This is an attempt to modularize many of the most effective extensions of the DQN algorithm so they can easily be mixed together. The code is written in TensorFlow. The goal is to easily test mixtures of extensions/algorithms like in the Rainbow paper, as well as to produce simple implementations of these algorithms for learning purposes. See the examples folder to see how the module is used. If you are looking for a more production ready library with many more features then try TensorForce
- DQN
- Double Q-Learning
- Prioritized Experience Replay
- Proporitional variant (tends to be favorable amongst most papers)
- Rank-Based variant (Not yet optimized with precomputed segments)
- Dueling Networks
- Multi-Step Learning
- Distributional RL (C51)
- Noisy Nets
- Quantile Regression (QR-DQN)
- NAF (Algorithm 1 only)
- Frame skipping
- Because of this I have not yet added easy support for convolutional layers. This can easily be done by using a custom network or by updating the code
- This can probably easily be supported by using OpenAI Baseline's frame skipping code
- A few algorithms need to add support for gradient clipping and reward clipping
- A better way to save/load a model
- A logging system/TensorBoard support
- Documentation
- Probably a lot of things I'm not even aware of !
- I hope to add the following:
- Add Horovod support for distributed training
- If possible to modularize, I would like to extend this module to include policy gradient methods such as PPO, rather than just DQN
- I would like to add support for PyTorch
I don't have proof that any algorithm's implementation is correct. In implementing an algorithm I do the following:
- Read the paper and any blogs on the paper and/or existing implementations I can find
- Write my own implementation of the algorithm
- Do basic math checks. For example, making sure the algorithm gives a proper probability distribution
- Ensure the algorithm can gain a very high score on a basic OpenAI gym enviornment like CartPole or MountainCar
- This sometimes requires a few tries, as these algorithms seem to be highly reliant on initial conditions (as seems to be reported by many working in the field)

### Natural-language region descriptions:
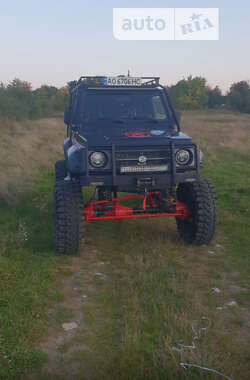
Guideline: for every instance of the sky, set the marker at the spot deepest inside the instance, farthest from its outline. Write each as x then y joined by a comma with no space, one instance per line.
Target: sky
53,42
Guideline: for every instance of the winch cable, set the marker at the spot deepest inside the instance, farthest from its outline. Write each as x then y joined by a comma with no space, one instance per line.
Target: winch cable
197,336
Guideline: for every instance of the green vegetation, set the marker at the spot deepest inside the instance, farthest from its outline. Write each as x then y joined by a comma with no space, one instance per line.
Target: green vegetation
18,101
27,283
154,286
194,93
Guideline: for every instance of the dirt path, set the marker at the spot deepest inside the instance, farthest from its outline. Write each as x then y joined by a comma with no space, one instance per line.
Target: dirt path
65,345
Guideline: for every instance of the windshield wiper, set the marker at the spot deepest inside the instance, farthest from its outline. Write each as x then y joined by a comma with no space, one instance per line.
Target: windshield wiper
148,119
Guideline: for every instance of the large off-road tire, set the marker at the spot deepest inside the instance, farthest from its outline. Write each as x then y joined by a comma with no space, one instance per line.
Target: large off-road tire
68,214
60,170
200,226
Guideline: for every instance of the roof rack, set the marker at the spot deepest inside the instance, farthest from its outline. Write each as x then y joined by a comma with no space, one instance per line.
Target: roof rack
99,81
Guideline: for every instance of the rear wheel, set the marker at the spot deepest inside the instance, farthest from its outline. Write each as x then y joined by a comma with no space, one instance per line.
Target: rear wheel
60,170
68,214
200,226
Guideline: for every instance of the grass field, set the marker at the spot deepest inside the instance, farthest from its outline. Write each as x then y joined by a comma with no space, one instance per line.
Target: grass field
136,289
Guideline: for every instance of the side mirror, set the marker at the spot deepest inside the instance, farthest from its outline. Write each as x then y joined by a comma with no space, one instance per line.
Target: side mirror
178,116
67,116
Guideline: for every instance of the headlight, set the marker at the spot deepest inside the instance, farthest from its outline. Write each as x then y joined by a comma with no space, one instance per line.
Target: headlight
183,156
98,159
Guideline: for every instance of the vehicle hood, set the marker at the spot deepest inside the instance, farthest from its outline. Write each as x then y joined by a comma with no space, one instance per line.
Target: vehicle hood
100,140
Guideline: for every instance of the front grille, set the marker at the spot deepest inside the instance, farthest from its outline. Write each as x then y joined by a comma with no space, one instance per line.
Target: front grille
139,160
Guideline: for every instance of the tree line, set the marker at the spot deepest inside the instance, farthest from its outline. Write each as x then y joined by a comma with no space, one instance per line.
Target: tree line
19,101
194,93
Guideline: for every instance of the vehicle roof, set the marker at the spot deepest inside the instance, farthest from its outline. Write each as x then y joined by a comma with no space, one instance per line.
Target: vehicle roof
98,83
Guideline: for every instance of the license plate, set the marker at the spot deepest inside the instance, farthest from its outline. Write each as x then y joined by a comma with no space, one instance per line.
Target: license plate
143,169
122,81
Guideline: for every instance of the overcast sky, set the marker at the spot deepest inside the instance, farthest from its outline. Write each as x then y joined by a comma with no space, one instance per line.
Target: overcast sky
53,42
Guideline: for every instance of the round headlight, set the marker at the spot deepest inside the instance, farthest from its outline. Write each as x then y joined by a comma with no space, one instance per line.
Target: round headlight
98,159
183,156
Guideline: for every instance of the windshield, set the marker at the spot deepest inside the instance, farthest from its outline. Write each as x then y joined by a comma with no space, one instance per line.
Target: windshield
124,107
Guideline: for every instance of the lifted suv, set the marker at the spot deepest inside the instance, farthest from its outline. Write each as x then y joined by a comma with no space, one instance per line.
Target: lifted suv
123,135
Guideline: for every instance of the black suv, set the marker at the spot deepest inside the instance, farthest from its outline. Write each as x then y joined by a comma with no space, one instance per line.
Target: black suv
123,135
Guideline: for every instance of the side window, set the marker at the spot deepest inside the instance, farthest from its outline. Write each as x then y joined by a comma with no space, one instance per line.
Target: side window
158,107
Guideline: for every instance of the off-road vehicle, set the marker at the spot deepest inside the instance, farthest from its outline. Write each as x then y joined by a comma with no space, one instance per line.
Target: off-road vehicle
123,136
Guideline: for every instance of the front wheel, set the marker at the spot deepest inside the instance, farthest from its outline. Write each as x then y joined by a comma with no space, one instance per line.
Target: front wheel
68,214
200,226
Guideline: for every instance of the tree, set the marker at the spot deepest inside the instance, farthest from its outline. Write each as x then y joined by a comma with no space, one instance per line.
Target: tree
190,93
215,97
239,96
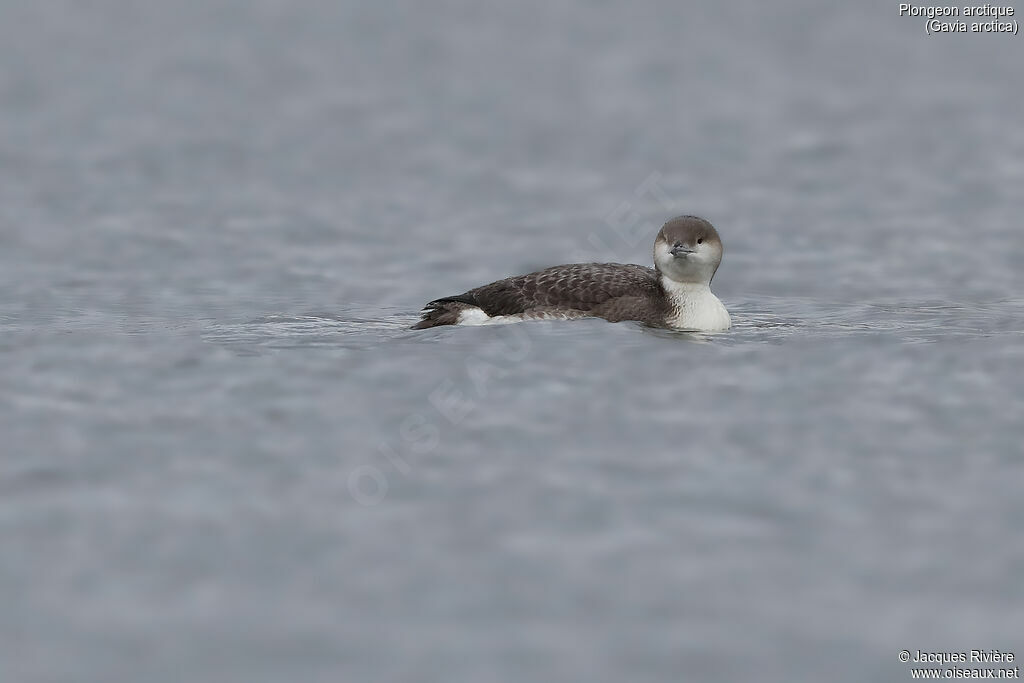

### TO DO:
[a] In the text on modular DQN extensions, which library is recommended for readers who want something more production-ready with many more features?
[b] Write the next few lines of the text on modular DQN extensions, picking up after its final line.

### TASK-BY-TASK RESULTS:
[a] TensorForce.

[b]
In addition, the API will most likely change. As more algorithms are added, sometimes a new level of abstraction is needed to keep the code modular (or simply a better way is found)
If you are trying to learn how to implement these algorithms and are having a hard time, then you are not alone. Many of those who implement the main RL libraries seem to agree with this (See Section 2). Many implementations have glaring errors due to ambiguous language like 'error clipping' or misunderstandings (this library itself may have many -- see the disclaimer). There is not yet a standard textbook in the field. Papers sometimes leave out/hop around important things like frame skipping or an edge case which causes loss of probability mass. Sometimes the math seems to make no sense or skips way too many steps. Vectorizing something in multiple dimensions can have your head smashing into things in multiple dimensions. And once you are finally convinced that your implementation works, it may not replicate the results of a paper, take many tries to work, or work and then suddenly start doing poorly again (these results are normal). Trying to understand everything at once is overwhelming. Don't be discourged. Even OpenAI recognizes the learning curve and have just released Spinning Up in an attempt to help. Here are some resources that have helped me along the way:
- OpenAI Baselines (This is where I started from)
- TensorForce (Also check out their blog)
- Reinforcement Learning (Sutton, Barto 2017)
- OpenAI Spinning Up (I wish I had this in the beginning!)
- Blog posts. These can be extremely helpful for understanding a paper
- Other people's implementations are of course wonderful. But be wary that they are correct/complete (including within this module!)